> [Work instruction 1] In the forum thread on nitrate control below, render the sentence "I agree with the water changes and vacuuming." in Spanish.
> [Work instruction 2] Extend the forum thread on keeping aquarium nitrates low by writing what follows its final sentence.

(Page excerpt Opens)

I have been cruising the web for ways to limit nitrates in my setup. I like the idea of ULNS, but don't like the idea of Zeovit for two reasons (I could be very wrong, so please correct me): by targeting the ammonia/ammonium, the tank is effectively not cycled, meaning there is no easy way off the system without a cycle/crash; dosing unknowns without testing and watching for changes to corals is not measurable enough to give me any sense of comfort.

As I understand it, this leaves few options if I want to keep nitrates near 0.2ppm: huge daily water changes; deep sand bed; bio pellets, carbon/coil denitrator, or a sulfur denitrator.

I have tried to find out why sulfur denitrators went out of style, or never caught on in the first place. If anyone can help me figure this out, I would appreciate it. I can't find too many down sides to them, aside from having to monitor pH, dose Alk, and keeping an eye on ORP values on the aquarium and effluent as a method of monitoring the viability of the bacteria within.

I can anticipate similar potential issues with the bio pellets (unstable and aerobic makes potential crashes more likely) and the carbon/coil denitrators (require specific dosing of a carbon source), but still don't understand why they haven't caught on as well?

If anyone can shed some light on this, I would greatly appreciate it.

Rice Reef
03-14-2014, 07:57 PM
I don't know much of denitrators however, I am a firm believer in large wc and vacuuming the sand bed. You may want to target .1 or .2 nitrate level instead of 0 and I also recommend keeping your phosphate levels in check as well.

b09u5
03-14-2014, 08:30 PM
Thanks for the post... I think there are a lot of people in the same boat, not knowing about denitrators. I suspect that's for a good reason that I just can't figure out yet. I agree with the water changes and vacuuming.

FYI:

Targeting 0.1-0.2ppm, currently running GFO to keep phosphates <0.03ppm, and ideally lower.

I also plan on doing a 15% WC weekly, which I hope to turn into a 15% continuous water change... but that's for a different thread.

Also, I am just wrapping up the cycle, so my bio-load is nil. I just was researching ZEOvit and because they recommend starting it on a new system, and I like some aspects but not all, so I hoped to compromise with a denitrator.

I can't find too many downsides on the web, but they are rather unpopular, so that must be for a reason.

Reefer Rob
03-14-2014, 08:39 PM
The best method for keeping nitrates near 0 is a well set up tank with sufficient good quality live rock to support the bio-load. This is also the most bulletproof. Keep it simple!

(Page excerpt Closes)
(Information shown Opens)

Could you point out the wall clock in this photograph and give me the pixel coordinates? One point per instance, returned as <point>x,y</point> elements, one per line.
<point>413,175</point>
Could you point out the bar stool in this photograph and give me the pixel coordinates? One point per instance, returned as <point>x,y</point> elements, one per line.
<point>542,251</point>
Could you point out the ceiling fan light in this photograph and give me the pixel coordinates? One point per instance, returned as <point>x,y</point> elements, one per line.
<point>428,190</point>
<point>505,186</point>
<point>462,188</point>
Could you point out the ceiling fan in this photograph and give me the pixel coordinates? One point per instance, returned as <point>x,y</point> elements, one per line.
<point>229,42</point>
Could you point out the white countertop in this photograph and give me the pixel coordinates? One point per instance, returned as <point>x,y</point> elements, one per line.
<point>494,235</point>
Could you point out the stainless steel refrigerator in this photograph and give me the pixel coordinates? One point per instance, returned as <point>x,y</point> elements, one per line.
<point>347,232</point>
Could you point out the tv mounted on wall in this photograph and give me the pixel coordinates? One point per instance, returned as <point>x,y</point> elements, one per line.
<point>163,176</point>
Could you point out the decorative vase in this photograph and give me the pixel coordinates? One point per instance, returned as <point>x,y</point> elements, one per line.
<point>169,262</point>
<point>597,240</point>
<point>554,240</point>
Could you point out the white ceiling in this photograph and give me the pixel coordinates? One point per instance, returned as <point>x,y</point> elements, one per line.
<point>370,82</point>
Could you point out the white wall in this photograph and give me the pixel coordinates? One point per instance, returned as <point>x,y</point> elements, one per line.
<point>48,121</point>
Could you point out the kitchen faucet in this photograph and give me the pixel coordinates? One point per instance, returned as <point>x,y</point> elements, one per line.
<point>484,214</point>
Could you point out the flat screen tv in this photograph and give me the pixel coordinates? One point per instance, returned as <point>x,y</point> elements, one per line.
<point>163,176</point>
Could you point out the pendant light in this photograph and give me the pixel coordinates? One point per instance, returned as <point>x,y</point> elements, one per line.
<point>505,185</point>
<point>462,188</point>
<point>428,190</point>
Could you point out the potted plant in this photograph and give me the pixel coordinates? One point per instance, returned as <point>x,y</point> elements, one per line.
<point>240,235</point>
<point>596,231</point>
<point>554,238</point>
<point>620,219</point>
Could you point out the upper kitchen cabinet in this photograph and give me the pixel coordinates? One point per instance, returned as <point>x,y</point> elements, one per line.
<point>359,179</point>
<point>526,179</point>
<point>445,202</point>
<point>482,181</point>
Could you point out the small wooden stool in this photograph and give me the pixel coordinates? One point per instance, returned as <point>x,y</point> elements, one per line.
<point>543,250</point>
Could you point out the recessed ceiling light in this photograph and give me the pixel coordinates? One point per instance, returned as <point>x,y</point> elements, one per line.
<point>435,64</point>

(Information shown Closes)

> [Response box 1] Estoy de acuerdo con los cambios de agua y la aspiración.

> [Response box 2]
Sent from my SGH-I747M using Tapatalk

Rice Reef
03-14-2014, 09:06 PM
The best method for keeping nitrates near 0 is a well set up tank with sufficient good quality live rock to support the bio-load. This is also the most bulletproof. Keep it simple!

Sent from my SGH-I747M using Tapatalk

Agree! wc is to reduce and maintain along with good skimming.

b09u5
03-14-2014, 09:17 PM
How does the size of my filtration system control Nitrates? Aren't nitrates the end of the nitrogen cycle? I understand how LR can control nitrites, by converting them to nitrates, but from there I am lost.

Reefer Rob
03-14-2014, 09:49 PM
Nitrates are consumed by the anaerobic bacteria in the low oxygen area inside the rock.

b09u5
03-14-2014, 11:10 PM
Really? That's a great suggestion. It must operate similar to a deep sand bed. I bet you need a ton of live rock and very little flow to make that happen. It sounds like its not something for a display... I think I have seen that setup at Wai's in Calgary. He has a SH Ton of LR in a ~300Gallon with very little flow.

Has anyone had success maintaining 0.1ppm Nitrates with 10-15% water changes weekly with a setup like this?

I doubt I have enough space to setup another aquarium for LR for my 700gallon total volume system. Unless this doesn't take as much real estate as I am thinking.

Thanks again for the info.

kien
03-14-2014, 11:16 PM
What's the best option for keeping Nitrates near 0?

I don't believe that there is such a thing. :-). There are lots of options, all of which you seem to be aware of already.

Maybe set up a poll to see which of the ones you listed seem to be the most trendy these days.

MitchM
03-14-2014, 11:31 PM
...

I have tried to find out why sulfur denitrators went out of style, or never caught on in the first place. If anyone can help me figure this out, I would appreciate it. I can't find too many down sides to them, aside from having to monitor pH, dose Alk, and keeping an eye on ORP values on the aquarium and effluent as a method of monitoring the viability of the bacteria within....

b09u5,
Both coil and sulphur denitrators went out of style because they were prone to clogging or when vunerable to power failures, gave you an H2S problem.
Maintaining a slow constant flow was critical with them.
Follow the suggestions everyone else here has listed and you should be fine.

Reefer Rob
03-14-2014, 11:35 PM
Google "berlin method"

b09u5
03-15-2014, 12:19 AM
I don't believe that there is such a thing. :-). There are lots of options, all of which you seem to be aware of already.

Maybe set up a poll to see which of the ones you listed seem to be the most trendy these days.

Thanks kein,

I might just take a poll. All I am really looking to know is more of what Mitch is getting at.... the drawbacks of the older denitrators. (Thanks Mitch, those are the pieces of the puzzle that I am missing - along with a few more i bet!)

So far, I hear that they can plug and cause H2S issues and power failures. Other than that, I hear they could keep Nitrates <0.05ppm. If those are the only two drawbacks, and I could solve them, ie: run effulent through GFO to remove the risk of H2S and have the intake line kept open with power (shuts down without), wouldn't that be a good thing?

Or am I a noob, over engineering/overthinking this hobby?

lastlight
03-15-2014, 12:21 AM
Thanks kein,


OH NOES.

b09u5
03-15-2014, 12:23 AM
OH NOES.

kIen,

My apologies.

Reef Pilot
03-15-2014, 12:30 AM
If you go to my tank journal link at the bottom, you will find that I initially battled very high nitrates before finally resorting to bio pellets. Have been running with zero nitrates for about 2 years now, and have not had to open my bio pellet reactor since Nov 2012, more than a year ago.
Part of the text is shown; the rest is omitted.